Every record must be repeated exactly, with no omission.

------ MATERIAL PROVIDED ------

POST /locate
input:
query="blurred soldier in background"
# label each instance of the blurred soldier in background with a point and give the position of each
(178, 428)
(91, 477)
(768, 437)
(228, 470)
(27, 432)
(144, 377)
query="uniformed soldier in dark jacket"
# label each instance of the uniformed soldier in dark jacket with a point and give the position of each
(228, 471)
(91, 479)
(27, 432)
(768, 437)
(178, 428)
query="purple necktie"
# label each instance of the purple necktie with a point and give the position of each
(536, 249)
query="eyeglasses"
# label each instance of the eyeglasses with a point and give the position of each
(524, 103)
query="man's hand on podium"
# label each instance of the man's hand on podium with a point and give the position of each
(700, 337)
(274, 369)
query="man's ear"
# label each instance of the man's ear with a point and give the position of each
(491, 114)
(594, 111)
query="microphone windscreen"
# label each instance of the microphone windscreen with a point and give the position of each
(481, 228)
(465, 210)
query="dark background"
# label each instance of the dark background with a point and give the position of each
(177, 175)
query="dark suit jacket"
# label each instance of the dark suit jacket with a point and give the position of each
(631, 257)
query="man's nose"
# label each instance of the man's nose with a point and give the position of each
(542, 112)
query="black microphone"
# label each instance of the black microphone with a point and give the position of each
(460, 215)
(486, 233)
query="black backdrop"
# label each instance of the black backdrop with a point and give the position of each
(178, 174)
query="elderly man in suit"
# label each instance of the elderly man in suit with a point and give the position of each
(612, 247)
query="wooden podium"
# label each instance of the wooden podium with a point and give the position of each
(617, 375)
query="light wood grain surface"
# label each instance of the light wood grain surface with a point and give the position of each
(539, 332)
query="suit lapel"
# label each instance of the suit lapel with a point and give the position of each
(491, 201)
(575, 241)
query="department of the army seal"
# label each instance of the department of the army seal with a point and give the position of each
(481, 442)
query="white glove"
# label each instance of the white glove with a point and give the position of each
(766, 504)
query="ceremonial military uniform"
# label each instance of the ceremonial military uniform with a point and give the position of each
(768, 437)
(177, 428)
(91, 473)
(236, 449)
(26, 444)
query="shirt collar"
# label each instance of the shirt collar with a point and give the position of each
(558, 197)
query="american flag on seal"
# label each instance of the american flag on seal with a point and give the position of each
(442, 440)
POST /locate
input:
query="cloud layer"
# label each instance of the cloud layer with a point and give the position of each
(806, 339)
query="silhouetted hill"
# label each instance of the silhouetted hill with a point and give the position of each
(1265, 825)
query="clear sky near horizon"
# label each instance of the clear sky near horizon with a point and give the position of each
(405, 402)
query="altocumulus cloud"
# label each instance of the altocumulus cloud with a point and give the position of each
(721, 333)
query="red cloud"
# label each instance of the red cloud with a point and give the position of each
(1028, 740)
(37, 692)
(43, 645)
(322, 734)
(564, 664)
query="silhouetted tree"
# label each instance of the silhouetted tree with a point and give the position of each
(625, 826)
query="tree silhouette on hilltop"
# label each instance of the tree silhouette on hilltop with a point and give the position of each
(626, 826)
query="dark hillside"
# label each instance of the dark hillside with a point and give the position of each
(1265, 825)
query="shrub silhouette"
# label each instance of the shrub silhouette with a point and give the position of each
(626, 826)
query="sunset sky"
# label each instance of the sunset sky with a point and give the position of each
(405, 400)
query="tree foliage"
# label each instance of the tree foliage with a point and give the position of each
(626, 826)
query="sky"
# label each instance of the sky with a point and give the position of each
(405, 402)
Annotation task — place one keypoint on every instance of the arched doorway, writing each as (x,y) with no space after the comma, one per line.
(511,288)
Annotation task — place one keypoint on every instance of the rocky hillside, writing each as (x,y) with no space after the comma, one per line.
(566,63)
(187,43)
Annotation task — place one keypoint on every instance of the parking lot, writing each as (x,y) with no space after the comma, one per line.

------

> **COMPLETED EXERCISE**:
POST /locate
input:
query="blurred soldier in background"
# label each instance of the blurred soldier in background with a point and give the position of each
(178, 428)
(91, 477)
(768, 437)
(228, 470)
(27, 432)
(144, 377)
query="uniformed soldier in dark jacket"
# label each instance of the uniformed soldier in dark jacket with a point and give the position of each
(228, 471)
(91, 479)
(27, 432)
(768, 437)
(178, 428)
query="purple necktie"
# label each instance of the purple necktie with a point and give the position of each
(536, 249)
query="eyeglasses"
# label each instance of the eyeglasses with a point and give the position of each
(524, 103)
query="man's hand on podium"
# label each instance of the man's hand on podium with a point and give the position of each
(700, 337)
(274, 369)
query="man's ear"
# label each instance of the man's ear with a point and give the position of each
(491, 114)
(594, 111)
query="microphone windscreen"
# label each instance of the microphone windscreen with a point and give the position of each
(481, 228)
(465, 210)
query="dark background"
# label each instance of the dark background with a point and give the position of each
(177, 175)
query="dark suit jacket"
# label each instance of the dark suit jacket with a point and give the position of each
(631, 257)
query="man's nose"
# label each instance of the man's nose with a point and give the position of each
(542, 112)
query="black microphone"
# label each instance of the black microphone with a point and give the position of each
(460, 215)
(486, 233)
query="black backdrop"
# label each instance of the black backdrop with a point and give the position of each
(178, 174)
query="elderly man in suit"
# label each instance of the elderly man in suit with a point and give the position of each
(612, 247)
query="wooden podium"
# label each instance of the wooden podium with a point and give the position of each
(617, 375)
query="light wood grain surface"
# label each instance of the light wood grain surface with a point and give the position of each
(539, 332)
query="suit lapel"
# label each instance of the suit lapel with a point and give the position of each
(491, 201)
(575, 241)
query="department of the army seal"
# label each instance of the department of the army seal with a point and give the position of each
(481, 442)
query="white glove"
# label each instance of the white glove with a point and give the position of each
(766, 504)
query="ceremonial military uniform"
# label each instance of the ceremonial military uniform with a point and give the position of each
(768, 437)
(177, 428)
(91, 473)
(236, 449)
(26, 444)
query="shirt collar"
# label each instance of the shirt collar with a point and give the position of each
(558, 197)
query="american flag on seal"
# label each instance of the american flag on seal with a point and give the position of each
(442, 440)
POST /locate
input:
query="cloud layer"
# label each instance of the cloud layer with a point and give the position of each
(806, 339)
query="silhouetted hill"
# label each instance of the silhouetted hill with a point and give the position of each
(1265, 825)
query="clear sky near horizon"
# label each instance of the clear sky near horizon with a point and give the position of each
(405, 402)
query="altocumulus cloud"
# label each instance of the altocumulus cloud with a point and give the position of each
(721, 333)
query="red cloud"
# label each instance of the red cloud with a point and give the position of each
(1028, 740)
(37, 692)
(43, 645)
(322, 734)
(564, 664)
query="silhouetted tree"
# label each instance of the silhouetted tree with a point and give the position of each
(625, 826)
query="tree silhouette on hilltop"
# label each instance of the tree silhouette on hilltop with a point and give the position of each
(626, 826)
query="dark hillside"
# label each instance of the dark hillside with a point and give the position of each
(1265, 825)
query="shrub silhouette"
# label each instance of the shrub silhouette with a point and give the position of each
(626, 826)
query="sunset sky"
# label each instance of the sunset sky with a point and give the position of each
(405, 400)
query="tree foliage"
# label each instance of the tree foliage with a point and give the position of each
(626, 826)
query="sky"
# label each instance of the sky with a point and give the position of each
(405, 402)
Annotation task — place one keypoint on every instance of the arched doorway, writing each as (x,y) with no space after the comma, one per line.
(511,288)
Annotation task — place one keypoint on every instance of the rocky hillside, writing each as (x,y) with no space after the comma, one per line.
(566,63)
(187,43)
Annotation task — place one keypoint on every instance of the parking lot, writing each as (x,y) with no space after the comma, one per line.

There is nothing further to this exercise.